◆ GIVEN REQUEST:
Transcribe every record that appears below, exactly and in full.

___

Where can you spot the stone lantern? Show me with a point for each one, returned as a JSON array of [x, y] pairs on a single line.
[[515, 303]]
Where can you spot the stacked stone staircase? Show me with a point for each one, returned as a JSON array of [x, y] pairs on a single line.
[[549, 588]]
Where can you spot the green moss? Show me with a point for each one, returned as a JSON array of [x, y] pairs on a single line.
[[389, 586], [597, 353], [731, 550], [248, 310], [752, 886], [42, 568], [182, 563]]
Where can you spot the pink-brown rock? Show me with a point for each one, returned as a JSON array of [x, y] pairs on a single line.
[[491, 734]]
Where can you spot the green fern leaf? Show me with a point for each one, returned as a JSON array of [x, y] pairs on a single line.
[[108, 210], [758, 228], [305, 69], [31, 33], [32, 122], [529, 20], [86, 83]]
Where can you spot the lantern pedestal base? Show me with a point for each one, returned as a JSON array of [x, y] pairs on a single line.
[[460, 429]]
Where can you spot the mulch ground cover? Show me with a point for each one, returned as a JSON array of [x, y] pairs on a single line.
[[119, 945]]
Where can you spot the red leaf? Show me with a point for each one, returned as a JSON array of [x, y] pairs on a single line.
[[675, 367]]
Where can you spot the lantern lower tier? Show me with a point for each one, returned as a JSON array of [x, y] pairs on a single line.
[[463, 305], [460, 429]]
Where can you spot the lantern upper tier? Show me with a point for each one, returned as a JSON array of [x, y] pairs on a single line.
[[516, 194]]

___

◆ CORRECT RESULT:
Where can you spot the stone lantern? Show me with a point for each one, returned as a JSON array of [x, y] pairs on a single line.
[[515, 303]]
Where can you spot the stacked stone staircase? Show me with a point for each one, returned as a JSON array of [x, y] pairs on a single line.
[[549, 588]]
Where can you spot the green moss? Show me with a point for each one, returned as a JSON array of [x, y] pairs on a single line.
[[389, 586], [597, 353], [731, 550], [248, 310], [752, 886], [42, 568], [182, 563]]
Where can you spot the pink-brown rock? Show me with a point for each one, returned as a JSON array of [x, y] pairs on a single line.
[[491, 734]]
Where can you spot the green fern leaf? Show me with a point for each one, returned as a JSON array of [x, y] pairs on a single line.
[[108, 210], [758, 228], [305, 69], [31, 33], [32, 122], [529, 20], [86, 83]]
Where can you spot the lantern pedestal base? Show me with a point for each one, returned as a JSON array of [x, y] pairs on a single line.
[[460, 429]]
Where can you spot the mulch ground cover? Show me with a point for each one, returned as a JSON array of [x, y] pairs on a single line.
[[119, 945]]
Where can you spot the red leaf? Show me with a point for each one, returned as a JSON array of [x, y] pairs on a single line.
[[675, 367]]
Where can you spot the lantern lower tier? Show me with a point for each one, returned as a JSON array of [x, y] pairs on a single line.
[[463, 305], [460, 429]]
Where can you spot the lantern upper tier? Show me with a point for each one, returned as a JSON array of [x, y] pairs on a single line.
[[516, 194]]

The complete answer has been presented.